> WHAT YOU WILL DO
Rewrite only the records that begin at the line containing "Each returned point MUST lie on the matching house" and end after the line containing "511], [58, 143]]". Put "tiled roof" in place of "red roof" and leave everything else unchanged.

> PROVIDED INFORMATION
——————

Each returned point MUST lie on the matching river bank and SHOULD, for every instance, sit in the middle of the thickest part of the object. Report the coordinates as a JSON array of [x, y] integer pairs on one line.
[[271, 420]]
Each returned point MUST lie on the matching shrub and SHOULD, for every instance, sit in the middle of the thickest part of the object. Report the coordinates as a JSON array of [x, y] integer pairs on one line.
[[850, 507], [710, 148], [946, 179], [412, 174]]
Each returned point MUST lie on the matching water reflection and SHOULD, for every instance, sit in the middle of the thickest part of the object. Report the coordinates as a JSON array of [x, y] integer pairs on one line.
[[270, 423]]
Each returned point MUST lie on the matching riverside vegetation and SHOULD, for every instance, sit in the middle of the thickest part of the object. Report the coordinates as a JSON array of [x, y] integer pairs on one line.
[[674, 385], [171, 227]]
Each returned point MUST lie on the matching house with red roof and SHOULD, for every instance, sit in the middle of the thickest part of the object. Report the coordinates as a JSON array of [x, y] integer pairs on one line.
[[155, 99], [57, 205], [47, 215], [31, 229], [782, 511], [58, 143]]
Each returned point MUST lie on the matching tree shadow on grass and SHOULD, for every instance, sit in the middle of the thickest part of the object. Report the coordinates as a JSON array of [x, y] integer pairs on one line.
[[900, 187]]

——————

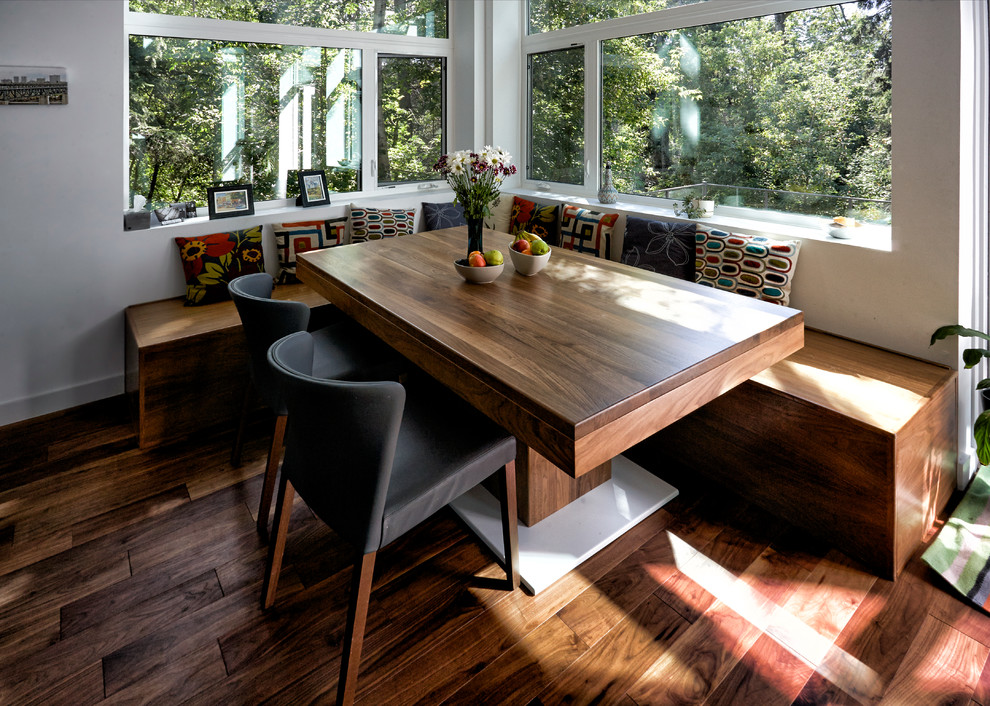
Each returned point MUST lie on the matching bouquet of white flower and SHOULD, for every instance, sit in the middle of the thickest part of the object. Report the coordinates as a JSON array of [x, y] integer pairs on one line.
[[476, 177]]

——————

> ANSWER IN FULL
Each returned point MUST lie on the matching house with tiled roof and SHOULD, for every instance, sit in the middle of the thickest part of the object. Report the coordinates as a JSON array of [x, y] integer pairs on one line.
[[155, 99], [57, 205], [47, 215], [31, 229], [782, 511], [58, 143]]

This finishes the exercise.